Try it
The lines to return are the one containing "Can you see the red" and all that follow it in the entries below, duplicated exactly and nothing else.

>>>>>

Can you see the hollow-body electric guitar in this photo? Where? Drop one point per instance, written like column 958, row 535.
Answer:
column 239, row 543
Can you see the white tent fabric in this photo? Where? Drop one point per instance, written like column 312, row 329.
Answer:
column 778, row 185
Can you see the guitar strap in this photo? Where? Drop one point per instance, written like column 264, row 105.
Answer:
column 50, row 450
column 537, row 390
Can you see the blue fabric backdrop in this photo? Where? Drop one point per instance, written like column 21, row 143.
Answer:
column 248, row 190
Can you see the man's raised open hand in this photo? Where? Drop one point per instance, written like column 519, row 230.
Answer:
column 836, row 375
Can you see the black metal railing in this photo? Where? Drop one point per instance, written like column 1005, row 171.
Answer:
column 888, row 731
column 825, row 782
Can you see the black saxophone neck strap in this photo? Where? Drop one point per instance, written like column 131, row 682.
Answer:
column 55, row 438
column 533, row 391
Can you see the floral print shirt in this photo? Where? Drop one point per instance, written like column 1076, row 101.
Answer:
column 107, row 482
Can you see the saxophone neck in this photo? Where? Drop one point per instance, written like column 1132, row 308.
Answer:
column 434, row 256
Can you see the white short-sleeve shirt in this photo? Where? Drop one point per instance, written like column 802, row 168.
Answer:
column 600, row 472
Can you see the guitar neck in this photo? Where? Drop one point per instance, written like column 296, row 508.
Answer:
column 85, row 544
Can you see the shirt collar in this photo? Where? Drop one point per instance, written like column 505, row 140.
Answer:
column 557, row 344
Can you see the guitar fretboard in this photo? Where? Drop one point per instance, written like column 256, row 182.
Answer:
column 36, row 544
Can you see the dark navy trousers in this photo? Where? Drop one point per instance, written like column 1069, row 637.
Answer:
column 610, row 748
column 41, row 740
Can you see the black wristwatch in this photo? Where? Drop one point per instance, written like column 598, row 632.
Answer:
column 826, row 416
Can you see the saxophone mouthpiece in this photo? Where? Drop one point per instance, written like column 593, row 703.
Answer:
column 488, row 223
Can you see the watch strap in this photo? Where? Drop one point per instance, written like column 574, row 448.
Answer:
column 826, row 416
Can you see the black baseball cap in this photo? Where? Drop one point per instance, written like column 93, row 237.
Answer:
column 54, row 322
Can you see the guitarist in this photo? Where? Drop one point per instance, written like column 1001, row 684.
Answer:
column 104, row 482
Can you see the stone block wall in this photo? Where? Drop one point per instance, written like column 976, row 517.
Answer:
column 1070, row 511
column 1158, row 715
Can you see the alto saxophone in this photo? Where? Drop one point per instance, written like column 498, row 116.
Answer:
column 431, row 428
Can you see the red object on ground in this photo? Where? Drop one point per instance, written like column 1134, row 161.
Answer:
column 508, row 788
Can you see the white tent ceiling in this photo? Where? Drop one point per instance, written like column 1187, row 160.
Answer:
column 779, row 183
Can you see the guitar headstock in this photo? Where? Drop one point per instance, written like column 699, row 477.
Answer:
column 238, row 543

<<<<<

Solution to this exercise
Can you see the red object on ground in this photo? Where? Drop one point per instance, written like column 1134, row 161.
Answer:
column 508, row 788
Can you see the white tent ceiling in this photo? Where? Drop one point per instance, written like column 1187, row 160.
Answer:
column 779, row 183
Can you see the guitar headstock in this photo? Where? Drop one point per instance, written like column 699, row 477.
Answer:
column 238, row 543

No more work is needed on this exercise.